-- Source extract --
Databricks Community

TejeshS · ‎01-03-2025

In Databricks, when working with a table that has a large number of columns (e.g., 200), it can be challenging to determine which columns are most important for liquid clustering.

Objective: The goal is to determine which columns to select based on their ability to meaningfully contribute to the clustering process, thereby improving query performance and insights.

Alberto_Umana · ‎01-03-2025

Hi @TejeshS,

Thanks for your post!

To determine which columns are most important for liquid clustering in a table with a large number of columns, you should focus on the columns that are most frequently used in query filters and those that can significantly contribute to data skipping and efficient query performance. Here are some guidelines:

High Cardinality Columns: Choose columns with high cardinality (i.e., columns with a large number of unique values) as clustering keys. These columns are more likely to benefit from clustering because they can help in efficiently skipping irrelevant data during queries.
Commonly Used Query Filters: Identify the columns that are most frequently used in query filters. These columns should be prioritized as clustering keys to improve query performance.
Avoid Correlated Columns: Try not to add correlated columns to clustering keys. For example, if you have both local time and UTC time columns, you only need to add one of them as a clustering key.

-- Entries on locating named things --
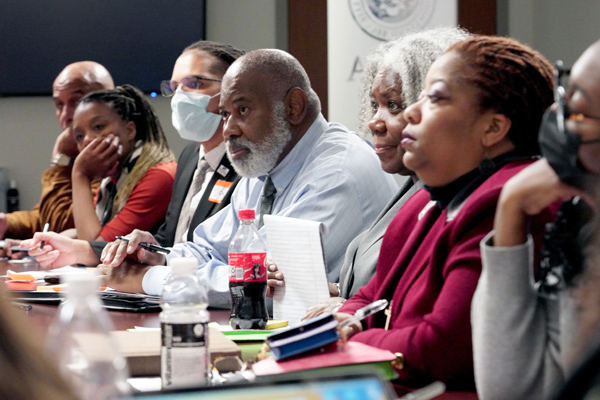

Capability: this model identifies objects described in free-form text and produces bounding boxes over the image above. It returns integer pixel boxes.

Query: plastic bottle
[6,179,19,212]
[229,210,269,329]
[47,273,130,400]
[0,167,8,212]
[159,258,210,389]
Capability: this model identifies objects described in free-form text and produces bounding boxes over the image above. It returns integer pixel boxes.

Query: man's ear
[481,113,512,148]
[285,87,307,125]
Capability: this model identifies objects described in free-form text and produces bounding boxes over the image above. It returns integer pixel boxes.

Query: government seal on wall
[348,0,435,40]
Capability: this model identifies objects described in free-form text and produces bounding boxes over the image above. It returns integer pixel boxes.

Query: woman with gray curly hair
[305,28,468,318]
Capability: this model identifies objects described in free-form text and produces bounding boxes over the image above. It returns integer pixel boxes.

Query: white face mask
[171,89,221,142]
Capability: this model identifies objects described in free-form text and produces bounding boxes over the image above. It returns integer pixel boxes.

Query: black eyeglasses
[554,60,600,144]
[160,75,221,97]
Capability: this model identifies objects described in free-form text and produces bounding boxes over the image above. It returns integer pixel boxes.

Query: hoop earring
[479,152,496,175]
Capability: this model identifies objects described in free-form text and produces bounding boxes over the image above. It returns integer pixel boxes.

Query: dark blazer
[90,143,240,258]
[154,143,239,247]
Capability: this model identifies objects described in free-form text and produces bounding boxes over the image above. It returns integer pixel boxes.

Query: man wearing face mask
[155,41,244,247]
[87,41,244,256]
[471,41,600,400]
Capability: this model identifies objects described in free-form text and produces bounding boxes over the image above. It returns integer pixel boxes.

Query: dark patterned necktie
[175,157,210,243]
[258,176,277,229]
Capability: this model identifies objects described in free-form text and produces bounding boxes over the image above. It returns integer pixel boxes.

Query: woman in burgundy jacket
[337,36,553,393]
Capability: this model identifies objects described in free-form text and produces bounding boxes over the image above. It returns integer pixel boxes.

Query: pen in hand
[338,299,388,329]
[116,236,171,255]
[40,222,50,250]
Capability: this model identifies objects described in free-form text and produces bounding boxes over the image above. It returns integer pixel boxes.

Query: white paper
[6,266,86,280]
[264,215,329,325]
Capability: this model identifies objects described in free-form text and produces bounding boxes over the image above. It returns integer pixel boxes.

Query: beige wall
[0,0,600,209]
[504,0,600,67]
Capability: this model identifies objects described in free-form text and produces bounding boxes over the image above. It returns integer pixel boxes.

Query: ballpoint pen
[40,222,50,250]
[116,236,171,254]
[338,299,388,329]
[11,301,33,311]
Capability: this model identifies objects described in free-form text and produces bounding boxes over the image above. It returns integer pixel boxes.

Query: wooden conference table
[0,260,229,338]
[0,261,477,400]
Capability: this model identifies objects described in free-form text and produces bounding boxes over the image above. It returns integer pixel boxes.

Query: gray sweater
[471,232,577,400]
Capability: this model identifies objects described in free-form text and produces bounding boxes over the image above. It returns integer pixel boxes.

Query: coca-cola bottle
[229,210,269,329]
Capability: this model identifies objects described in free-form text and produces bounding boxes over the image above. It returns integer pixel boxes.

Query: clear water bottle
[48,273,130,400]
[228,210,269,329]
[159,258,210,389]
[6,179,19,212]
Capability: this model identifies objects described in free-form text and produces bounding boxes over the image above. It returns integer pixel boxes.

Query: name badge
[217,165,229,176]
[208,179,233,203]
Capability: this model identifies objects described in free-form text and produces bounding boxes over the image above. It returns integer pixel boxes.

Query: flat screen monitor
[0,0,206,96]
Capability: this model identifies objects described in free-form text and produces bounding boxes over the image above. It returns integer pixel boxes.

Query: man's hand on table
[302,297,346,321]
[97,259,150,293]
[335,313,362,340]
[100,229,166,267]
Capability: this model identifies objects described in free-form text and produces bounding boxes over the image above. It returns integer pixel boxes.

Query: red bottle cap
[238,210,255,219]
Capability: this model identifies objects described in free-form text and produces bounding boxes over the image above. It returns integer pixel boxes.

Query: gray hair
[358,27,469,137]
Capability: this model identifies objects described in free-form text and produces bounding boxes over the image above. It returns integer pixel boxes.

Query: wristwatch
[50,153,71,167]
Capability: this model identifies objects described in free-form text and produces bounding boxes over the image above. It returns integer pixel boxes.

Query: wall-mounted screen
[0,0,206,96]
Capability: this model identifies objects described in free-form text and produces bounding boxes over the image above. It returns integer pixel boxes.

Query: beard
[226,103,292,178]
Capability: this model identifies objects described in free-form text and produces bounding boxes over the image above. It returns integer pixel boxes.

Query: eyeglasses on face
[554,60,600,144]
[160,75,221,97]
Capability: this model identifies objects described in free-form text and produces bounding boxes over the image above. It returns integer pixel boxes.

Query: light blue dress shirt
[143,115,398,308]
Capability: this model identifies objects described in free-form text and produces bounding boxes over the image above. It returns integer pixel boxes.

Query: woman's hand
[494,158,593,247]
[335,313,362,341]
[267,258,285,297]
[100,229,166,267]
[21,232,79,269]
[0,239,27,260]
[73,135,122,180]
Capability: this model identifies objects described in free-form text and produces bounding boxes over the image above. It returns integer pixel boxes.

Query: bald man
[90,50,397,308]
[0,61,114,239]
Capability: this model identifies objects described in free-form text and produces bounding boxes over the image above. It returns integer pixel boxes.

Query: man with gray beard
[95,50,397,308]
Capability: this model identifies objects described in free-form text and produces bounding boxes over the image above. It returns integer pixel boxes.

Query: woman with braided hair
[472,41,600,400]
[72,85,177,241]
[336,36,552,393]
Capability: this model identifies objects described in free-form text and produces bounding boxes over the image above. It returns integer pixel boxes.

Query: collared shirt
[175,142,226,243]
[143,115,398,308]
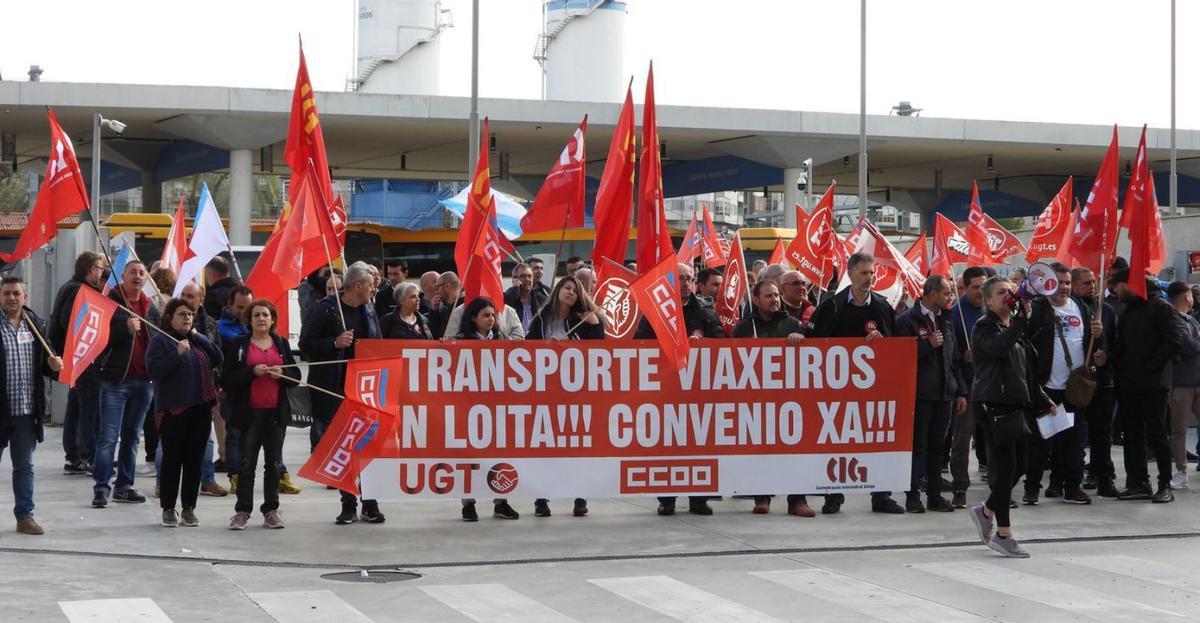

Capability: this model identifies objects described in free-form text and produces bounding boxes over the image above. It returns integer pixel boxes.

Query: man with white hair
[300,262,384,526]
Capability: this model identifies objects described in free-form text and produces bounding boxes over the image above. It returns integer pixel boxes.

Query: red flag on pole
[715,232,748,335]
[592,88,635,266]
[521,115,588,234]
[629,256,690,370]
[59,286,116,388]
[0,109,88,262]
[967,181,996,266]
[636,62,672,270]
[1025,178,1074,264]
[1070,126,1132,274]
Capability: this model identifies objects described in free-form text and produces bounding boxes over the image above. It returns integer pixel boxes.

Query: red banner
[356,339,917,499]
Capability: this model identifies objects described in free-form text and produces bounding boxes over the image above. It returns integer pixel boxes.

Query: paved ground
[0,429,1200,623]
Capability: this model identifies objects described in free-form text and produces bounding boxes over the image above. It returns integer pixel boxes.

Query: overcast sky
[0,0,1200,128]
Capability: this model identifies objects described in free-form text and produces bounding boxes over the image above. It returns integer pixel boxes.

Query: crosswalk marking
[421,585,575,623]
[59,598,170,623]
[588,575,778,623]
[750,569,985,623]
[247,591,372,623]
[1055,556,1200,593]
[912,562,1183,623]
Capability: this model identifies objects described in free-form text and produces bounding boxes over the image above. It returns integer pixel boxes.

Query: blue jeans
[91,378,154,493]
[0,415,37,521]
[62,371,100,463]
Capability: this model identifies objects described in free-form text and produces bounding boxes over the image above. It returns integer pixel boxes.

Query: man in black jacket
[300,262,385,526]
[634,263,725,516]
[0,277,62,535]
[896,275,970,513]
[1024,262,1104,505]
[811,253,905,515]
[46,251,108,475]
[1109,269,1183,504]
[1070,266,1118,498]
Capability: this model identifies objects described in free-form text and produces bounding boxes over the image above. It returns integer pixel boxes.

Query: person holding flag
[0,277,62,535]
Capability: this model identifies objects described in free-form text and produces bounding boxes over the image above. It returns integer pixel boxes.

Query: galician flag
[172,182,229,298]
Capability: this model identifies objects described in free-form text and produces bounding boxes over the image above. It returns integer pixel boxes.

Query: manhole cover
[320,569,421,585]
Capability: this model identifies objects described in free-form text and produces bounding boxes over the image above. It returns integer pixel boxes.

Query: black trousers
[1025,388,1084,491]
[1084,387,1116,483]
[1118,389,1171,486]
[974,405,1037,528]
[158,405,212,509]
[908,399,954,498]
[234,409,287,515]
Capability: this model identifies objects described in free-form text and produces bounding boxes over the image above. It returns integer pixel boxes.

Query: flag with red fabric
[1025,176,1074,264]
[592,86,636,266]
[59,286,116,388]
[0,109,88,262]
[629,256,691,370]
[1070,126,1132,274]
[521,115,588,234]
[714,232,748,335]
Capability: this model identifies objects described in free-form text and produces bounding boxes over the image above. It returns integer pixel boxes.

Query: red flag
[300,400,396,496]
[714,232,746,335]
[158,197,187,275]
[629,256,691,370]
[787,182,846,288]
[967,181,996,266]
[700,203,728,268]
[593,258,642,339]
[521,115,588,234]
[676,214,702,264]
[1070,126,1132,274]
[636,62,676,270]
[767,238,787,265]
[904,232,929,275]
[1025,178,1074,264]
[592,84,635,266]
[59,286,116,388]
[983,214,1025,263]
[0,110,88,262]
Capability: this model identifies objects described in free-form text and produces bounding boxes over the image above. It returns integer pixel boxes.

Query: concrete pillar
[784,168,809,227]
[229,149,254,245]
[142,170,162,212]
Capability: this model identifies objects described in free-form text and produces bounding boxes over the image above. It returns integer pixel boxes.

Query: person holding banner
[223,299,300,531]
[970,277,1055,558]
[733,281,817,517]
[455,296,520,521]
[634,263,726,516]
[296,262,385,526]
[145,299,221,528]
[811,252,905,515]
[896,275,971,513]
[91,259,161,508]
[47,251,108,475]
[526,276,604,517]
[0,277,62,535]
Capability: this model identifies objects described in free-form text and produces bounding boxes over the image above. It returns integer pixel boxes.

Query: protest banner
[356,339,916,499]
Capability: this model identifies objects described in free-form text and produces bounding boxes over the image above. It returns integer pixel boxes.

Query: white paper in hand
[1038,405,1075,439]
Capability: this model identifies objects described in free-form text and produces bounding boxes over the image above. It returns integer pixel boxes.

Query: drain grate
[320,569,421,585]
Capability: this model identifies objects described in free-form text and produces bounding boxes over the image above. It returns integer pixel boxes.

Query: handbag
[1054,318,1096,407]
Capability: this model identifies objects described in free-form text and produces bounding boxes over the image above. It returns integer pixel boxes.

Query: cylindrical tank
[545,0,629,102]
[356,0,450,95]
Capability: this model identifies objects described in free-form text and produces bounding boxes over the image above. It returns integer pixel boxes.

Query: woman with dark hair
[971,277,1054,558]
[145,299,221,528]
[379,282,433,340]
[526,277,604,517]
[222,299,300,531]
[457,296,521,521]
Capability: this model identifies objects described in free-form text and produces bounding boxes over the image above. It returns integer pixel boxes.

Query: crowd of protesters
[0,251,1200,557]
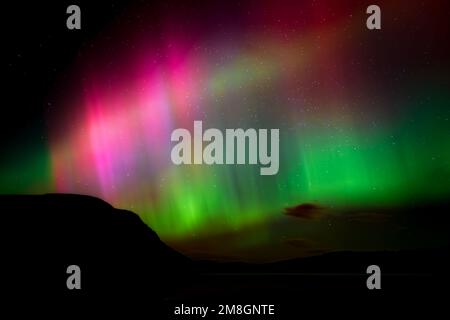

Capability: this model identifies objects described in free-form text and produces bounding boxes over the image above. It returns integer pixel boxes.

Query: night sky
[0,1,450,261]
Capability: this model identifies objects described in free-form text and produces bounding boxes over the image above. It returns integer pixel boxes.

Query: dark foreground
[0,195,450,319]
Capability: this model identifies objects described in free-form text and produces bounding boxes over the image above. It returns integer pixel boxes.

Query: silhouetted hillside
[0,194,449,319]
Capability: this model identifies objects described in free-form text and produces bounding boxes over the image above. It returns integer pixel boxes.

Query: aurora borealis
[0,1,450,257]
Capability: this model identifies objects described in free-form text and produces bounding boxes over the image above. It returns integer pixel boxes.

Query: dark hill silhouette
[0,194,449,319]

-- Problem set --
**A)** Transcribe the forum thread on liquid clustering in full, word for word.
**B)** Give the records from their start down to the line containing "[348,0,435,40]" as a JSON list of strings, one string per line, with blank lines and pictures left out.
These records are unrelated to the forum thread on liquid clustering.

-- Results of the exercise --
**A)**
Databricks Community

TejeshS · ‎01-03-2025

In Databricks, when working with a table that has a large number of columns (e.g., 200), it can be challenging to determine which columns are most important for liquid clustering.

Objective: The goal is to determine which columns to select based on their ability to meaningfully contribute to the clustering process, thereby improving query performance and insights.

Alberto_Umana · ‎01-03-2025

Hi @TejeshS,

Thanks for your post!

To determine which columns are most important for liquid clustering in a table with a large number of columns, you should focus on the columns that are most frequently used in query filters and those that can significantly contribute to data skipping and efficient query performance. Here are some guidelines:

High Cardinality Columns: Choose columns with high cardinality (i.e., columns with a large number of unique values) as clustering keys. These columns are more likely to benefit from clustering because they can help in efficiently skipping irrelevant data during queries.
Commonly Used Query Filters: Identify the columns that are most frequently used in query filters. These columns should be prioritized as clustering keys to improve query performance.
Avoid Correlated Columns: Try not to add correlated columns to clustering keys. For example, if you have both local time and UTC time columns, you only need to add one of them as a clustering key.

**B)**
[
  "Capability: this model identifies objects described in free-form text and produces bounding boxes over the image above. It returns integer pixel boxes.",
  "Query: plastic bottle",
  "[6,179,19,212]",
  "[229,210,269,329]",
  "[47,273,130,400]",
  "[0,167,8,212]",
  "[159,258,210,389]",
  "Capability: this model identifies objects described in free-form text and produces bounding boxes over the image above. It returns integer pixel boxes.",
  "Query: man's ear",
  "[481,113,512,148]",
  "[285,87,307,125]",
  "Capability: this model identifies objects described in free-form text and produces bounding boxes over the image above. It returns integer pixel boxes.",
  "Query: government seal on wall",
  "[348,0,435,40]"
]